::: Given records :::

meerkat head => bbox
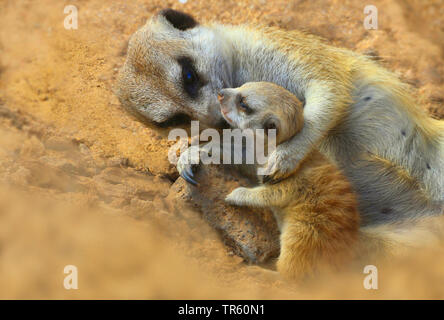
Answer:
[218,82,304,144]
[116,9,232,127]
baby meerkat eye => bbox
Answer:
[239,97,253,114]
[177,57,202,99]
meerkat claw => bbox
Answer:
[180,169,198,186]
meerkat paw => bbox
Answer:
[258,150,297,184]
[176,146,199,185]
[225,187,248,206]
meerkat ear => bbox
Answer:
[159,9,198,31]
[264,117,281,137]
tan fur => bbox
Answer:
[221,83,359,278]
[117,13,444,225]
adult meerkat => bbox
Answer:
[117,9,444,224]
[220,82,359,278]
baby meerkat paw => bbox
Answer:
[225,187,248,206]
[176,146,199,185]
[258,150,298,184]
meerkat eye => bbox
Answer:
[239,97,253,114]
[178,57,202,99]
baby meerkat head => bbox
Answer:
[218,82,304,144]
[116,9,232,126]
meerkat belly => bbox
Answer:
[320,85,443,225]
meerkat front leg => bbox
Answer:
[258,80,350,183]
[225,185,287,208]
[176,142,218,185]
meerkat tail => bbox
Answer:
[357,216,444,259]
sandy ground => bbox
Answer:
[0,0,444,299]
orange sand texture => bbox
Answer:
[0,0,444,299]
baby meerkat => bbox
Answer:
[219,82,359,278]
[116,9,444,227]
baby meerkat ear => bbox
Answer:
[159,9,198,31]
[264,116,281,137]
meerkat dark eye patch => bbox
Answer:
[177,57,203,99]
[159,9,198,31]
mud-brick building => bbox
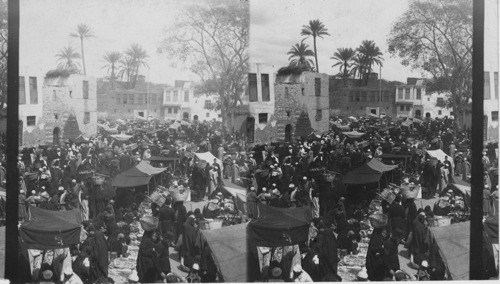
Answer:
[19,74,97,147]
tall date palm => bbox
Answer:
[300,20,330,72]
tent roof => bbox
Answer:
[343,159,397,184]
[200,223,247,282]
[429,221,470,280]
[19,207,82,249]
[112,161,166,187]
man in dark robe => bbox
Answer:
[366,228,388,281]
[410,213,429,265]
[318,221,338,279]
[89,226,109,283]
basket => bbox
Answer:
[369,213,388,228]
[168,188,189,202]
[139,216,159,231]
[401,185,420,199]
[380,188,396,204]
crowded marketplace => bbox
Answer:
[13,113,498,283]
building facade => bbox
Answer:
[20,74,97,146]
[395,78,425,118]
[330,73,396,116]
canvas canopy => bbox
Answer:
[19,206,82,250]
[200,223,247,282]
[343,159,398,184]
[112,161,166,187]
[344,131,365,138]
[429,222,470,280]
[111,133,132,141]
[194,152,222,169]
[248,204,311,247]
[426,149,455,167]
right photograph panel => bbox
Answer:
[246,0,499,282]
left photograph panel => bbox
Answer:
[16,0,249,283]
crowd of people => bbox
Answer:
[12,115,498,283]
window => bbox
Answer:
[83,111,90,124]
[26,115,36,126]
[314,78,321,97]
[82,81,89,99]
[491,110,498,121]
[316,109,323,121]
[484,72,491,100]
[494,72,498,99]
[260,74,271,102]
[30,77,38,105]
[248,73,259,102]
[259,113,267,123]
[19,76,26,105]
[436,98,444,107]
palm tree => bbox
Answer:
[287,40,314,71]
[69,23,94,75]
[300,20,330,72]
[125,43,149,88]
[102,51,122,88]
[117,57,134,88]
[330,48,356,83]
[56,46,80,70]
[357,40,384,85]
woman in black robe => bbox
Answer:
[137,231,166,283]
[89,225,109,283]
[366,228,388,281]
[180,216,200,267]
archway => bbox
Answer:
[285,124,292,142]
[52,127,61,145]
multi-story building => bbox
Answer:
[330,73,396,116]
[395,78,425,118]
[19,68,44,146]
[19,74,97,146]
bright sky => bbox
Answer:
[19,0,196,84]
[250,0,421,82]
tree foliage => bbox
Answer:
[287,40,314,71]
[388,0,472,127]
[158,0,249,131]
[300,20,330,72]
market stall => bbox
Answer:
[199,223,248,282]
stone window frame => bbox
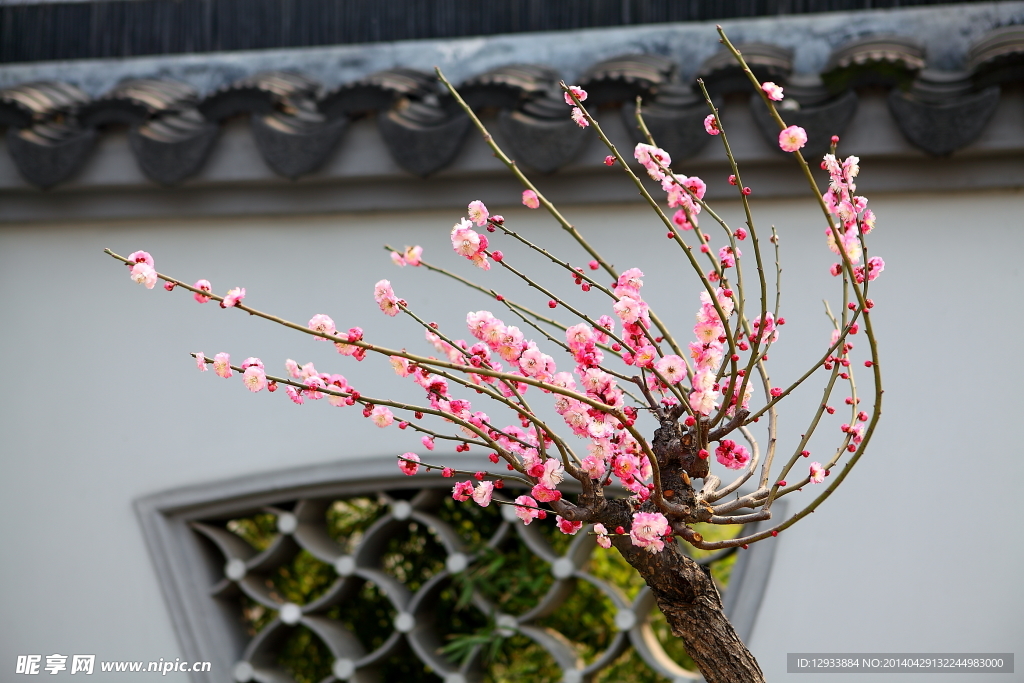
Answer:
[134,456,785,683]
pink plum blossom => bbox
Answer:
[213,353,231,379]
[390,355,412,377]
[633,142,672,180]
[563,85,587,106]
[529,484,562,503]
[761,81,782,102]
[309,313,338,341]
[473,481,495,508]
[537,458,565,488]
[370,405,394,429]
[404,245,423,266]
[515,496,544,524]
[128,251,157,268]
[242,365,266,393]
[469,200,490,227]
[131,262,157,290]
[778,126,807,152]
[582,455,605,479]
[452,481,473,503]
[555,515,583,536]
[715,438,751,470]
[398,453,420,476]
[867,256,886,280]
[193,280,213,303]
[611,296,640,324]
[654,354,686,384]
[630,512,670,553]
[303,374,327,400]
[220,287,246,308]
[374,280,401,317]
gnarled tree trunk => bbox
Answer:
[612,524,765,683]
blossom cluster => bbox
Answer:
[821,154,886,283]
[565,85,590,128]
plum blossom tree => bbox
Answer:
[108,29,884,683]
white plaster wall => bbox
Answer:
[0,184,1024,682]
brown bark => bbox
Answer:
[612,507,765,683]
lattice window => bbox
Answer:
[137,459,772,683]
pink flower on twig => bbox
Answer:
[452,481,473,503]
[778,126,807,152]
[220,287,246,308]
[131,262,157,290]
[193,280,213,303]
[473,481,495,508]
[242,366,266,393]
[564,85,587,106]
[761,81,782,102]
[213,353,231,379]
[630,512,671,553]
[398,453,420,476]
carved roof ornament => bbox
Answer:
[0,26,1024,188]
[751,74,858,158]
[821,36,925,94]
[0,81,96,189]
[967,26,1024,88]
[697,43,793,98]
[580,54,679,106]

:::
::: Given records :::

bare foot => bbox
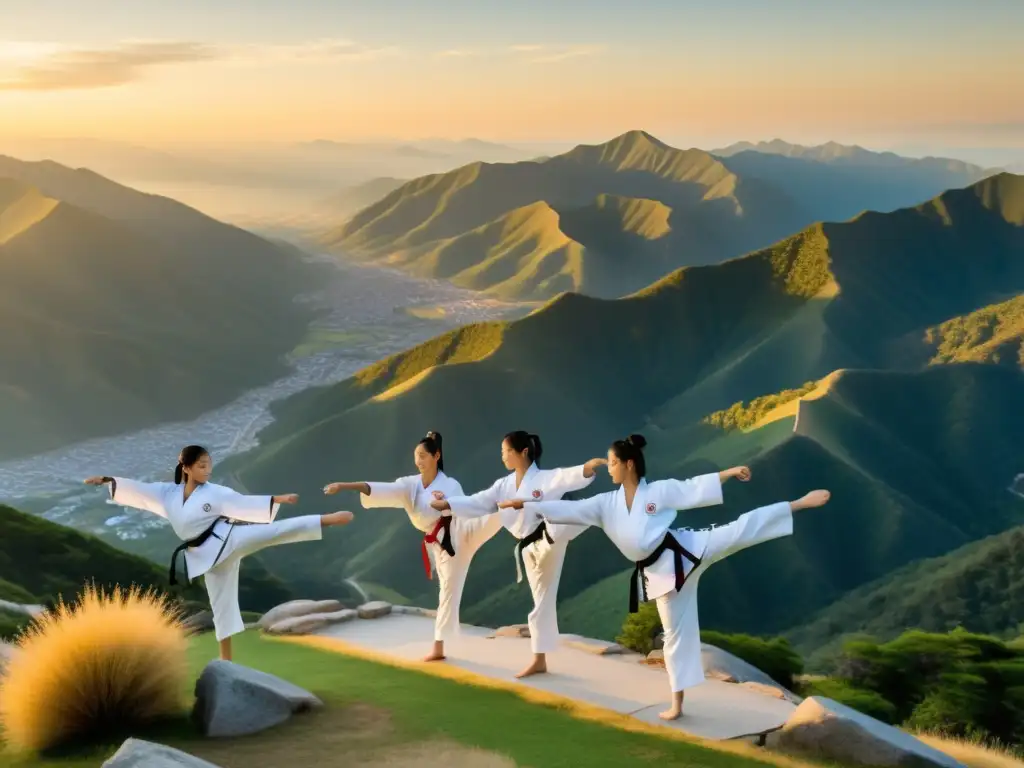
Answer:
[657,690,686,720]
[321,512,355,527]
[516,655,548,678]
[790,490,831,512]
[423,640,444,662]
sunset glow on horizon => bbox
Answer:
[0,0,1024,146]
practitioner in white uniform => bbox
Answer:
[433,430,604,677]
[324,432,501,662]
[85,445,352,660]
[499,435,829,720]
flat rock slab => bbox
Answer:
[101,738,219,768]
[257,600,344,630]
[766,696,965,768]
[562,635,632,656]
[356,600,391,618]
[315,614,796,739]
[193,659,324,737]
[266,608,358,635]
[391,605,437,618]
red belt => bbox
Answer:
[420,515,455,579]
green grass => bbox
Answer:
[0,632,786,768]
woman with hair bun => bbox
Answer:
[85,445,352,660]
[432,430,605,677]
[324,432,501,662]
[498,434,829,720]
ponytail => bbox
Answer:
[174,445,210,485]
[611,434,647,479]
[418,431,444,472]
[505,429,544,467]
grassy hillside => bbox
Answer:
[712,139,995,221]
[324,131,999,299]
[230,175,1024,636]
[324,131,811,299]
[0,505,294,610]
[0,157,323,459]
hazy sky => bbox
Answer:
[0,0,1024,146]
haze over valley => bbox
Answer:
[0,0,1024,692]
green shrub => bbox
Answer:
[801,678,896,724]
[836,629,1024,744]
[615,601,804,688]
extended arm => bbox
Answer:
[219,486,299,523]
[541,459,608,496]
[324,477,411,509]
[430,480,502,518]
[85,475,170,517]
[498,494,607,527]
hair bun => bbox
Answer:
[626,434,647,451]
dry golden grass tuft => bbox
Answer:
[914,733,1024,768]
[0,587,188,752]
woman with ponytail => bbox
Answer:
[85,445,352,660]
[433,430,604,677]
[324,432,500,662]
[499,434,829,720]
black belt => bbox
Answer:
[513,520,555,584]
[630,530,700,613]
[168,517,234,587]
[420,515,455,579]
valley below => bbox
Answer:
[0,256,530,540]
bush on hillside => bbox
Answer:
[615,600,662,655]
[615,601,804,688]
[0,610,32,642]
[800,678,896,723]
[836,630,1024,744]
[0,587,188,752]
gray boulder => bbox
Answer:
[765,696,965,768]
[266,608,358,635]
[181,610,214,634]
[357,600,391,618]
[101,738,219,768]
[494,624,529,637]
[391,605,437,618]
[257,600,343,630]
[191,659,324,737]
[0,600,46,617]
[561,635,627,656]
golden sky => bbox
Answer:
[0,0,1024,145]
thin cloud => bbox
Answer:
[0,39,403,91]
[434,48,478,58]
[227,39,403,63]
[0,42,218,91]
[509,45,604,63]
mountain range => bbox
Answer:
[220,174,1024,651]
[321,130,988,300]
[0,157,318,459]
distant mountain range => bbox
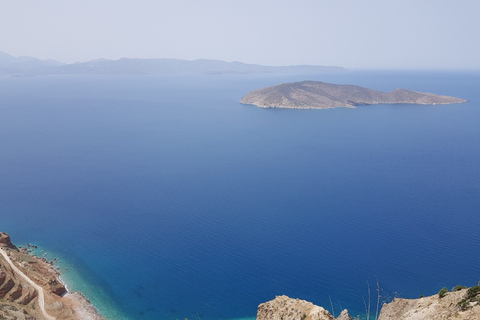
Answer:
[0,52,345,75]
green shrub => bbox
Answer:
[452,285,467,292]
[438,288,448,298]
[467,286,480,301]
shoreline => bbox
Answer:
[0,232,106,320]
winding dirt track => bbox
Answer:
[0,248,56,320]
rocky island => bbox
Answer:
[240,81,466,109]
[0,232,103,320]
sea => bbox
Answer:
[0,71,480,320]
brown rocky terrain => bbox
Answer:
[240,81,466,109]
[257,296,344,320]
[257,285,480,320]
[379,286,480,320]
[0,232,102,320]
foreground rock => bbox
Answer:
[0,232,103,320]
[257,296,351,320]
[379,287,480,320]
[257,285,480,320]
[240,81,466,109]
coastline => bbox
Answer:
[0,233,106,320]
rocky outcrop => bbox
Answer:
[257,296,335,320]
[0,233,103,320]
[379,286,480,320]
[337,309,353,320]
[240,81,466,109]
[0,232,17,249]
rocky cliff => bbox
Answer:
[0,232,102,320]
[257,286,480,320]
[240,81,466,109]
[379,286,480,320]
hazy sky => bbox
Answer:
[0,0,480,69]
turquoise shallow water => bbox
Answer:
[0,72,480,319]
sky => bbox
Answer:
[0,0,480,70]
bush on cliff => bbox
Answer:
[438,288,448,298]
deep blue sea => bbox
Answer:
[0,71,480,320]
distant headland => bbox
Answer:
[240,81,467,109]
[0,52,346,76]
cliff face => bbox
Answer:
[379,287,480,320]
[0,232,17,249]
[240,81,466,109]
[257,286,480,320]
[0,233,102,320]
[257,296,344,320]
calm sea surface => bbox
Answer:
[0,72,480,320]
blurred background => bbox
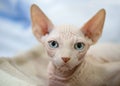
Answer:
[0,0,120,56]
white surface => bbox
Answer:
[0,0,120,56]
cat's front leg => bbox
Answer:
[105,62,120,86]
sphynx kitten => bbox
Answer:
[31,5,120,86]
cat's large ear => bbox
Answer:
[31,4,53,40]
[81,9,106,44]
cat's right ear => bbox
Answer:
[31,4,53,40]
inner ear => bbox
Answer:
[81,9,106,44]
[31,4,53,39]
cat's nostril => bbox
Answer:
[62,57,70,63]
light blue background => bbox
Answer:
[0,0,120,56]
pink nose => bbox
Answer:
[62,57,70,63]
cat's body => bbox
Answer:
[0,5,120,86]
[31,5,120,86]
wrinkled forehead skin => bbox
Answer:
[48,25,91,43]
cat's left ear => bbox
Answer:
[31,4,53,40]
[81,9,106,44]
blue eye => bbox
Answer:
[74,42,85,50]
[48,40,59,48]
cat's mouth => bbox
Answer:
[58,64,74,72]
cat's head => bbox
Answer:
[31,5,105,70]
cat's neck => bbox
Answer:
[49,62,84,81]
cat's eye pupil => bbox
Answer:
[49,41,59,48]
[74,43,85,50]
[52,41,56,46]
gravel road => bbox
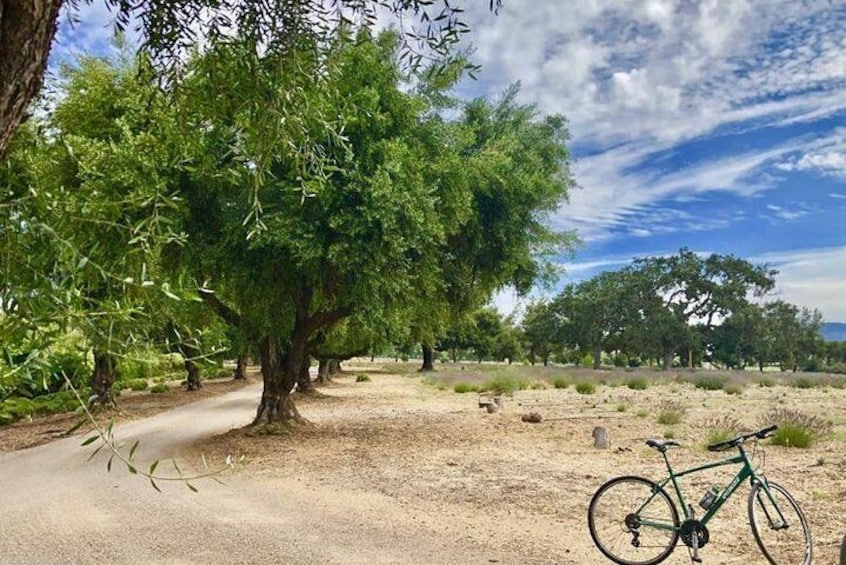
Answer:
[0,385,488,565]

:::
::: Given records :::

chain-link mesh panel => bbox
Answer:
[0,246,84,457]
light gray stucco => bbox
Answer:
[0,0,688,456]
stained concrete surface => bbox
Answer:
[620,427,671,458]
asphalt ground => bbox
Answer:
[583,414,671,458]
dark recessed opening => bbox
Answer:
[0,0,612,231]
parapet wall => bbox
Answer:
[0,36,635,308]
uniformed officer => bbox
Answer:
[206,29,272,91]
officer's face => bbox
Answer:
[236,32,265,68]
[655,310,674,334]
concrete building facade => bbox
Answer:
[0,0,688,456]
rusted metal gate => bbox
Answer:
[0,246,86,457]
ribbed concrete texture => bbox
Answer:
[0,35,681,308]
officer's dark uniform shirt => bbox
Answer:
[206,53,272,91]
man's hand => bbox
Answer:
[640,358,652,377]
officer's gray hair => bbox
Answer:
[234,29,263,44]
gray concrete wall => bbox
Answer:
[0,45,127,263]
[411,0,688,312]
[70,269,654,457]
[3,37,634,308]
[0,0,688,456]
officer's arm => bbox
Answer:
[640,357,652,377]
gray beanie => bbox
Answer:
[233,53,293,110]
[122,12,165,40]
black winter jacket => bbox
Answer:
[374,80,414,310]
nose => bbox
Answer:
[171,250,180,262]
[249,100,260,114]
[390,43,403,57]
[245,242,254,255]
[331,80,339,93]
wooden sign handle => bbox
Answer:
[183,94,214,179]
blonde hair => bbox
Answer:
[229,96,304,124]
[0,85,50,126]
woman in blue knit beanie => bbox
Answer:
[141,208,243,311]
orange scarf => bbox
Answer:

:::

Prompt:
Pull out the lines above word for word, starting with the line that contains "parapet wall => bbox" and going on through the line that contains "[234,29,263,44]", both included.

Right answer:
parapet wall => bbox
Answer:
[0,36,635,308]
uniformed officer => bbox
Answer:
[206,29,272,91]
officer's face => bbox
Answer:
[236,32,265,68]
[655,310,674,334]
concrete building facade => bbox
Answer:
[0,0,688,456]
rusted metal gate => bbox
Answer:
[0,246,86,457]
ribbed concrete texture => bbox
Answer:
[0,35,681,308]
officer's dark uniform shirt => bbox
Answer:
[206,53,272,91]
man's hand => bbox
Answer:
[640,358,652,377]
officer's gray hair => bbox
Answer:
[234,29,263,44]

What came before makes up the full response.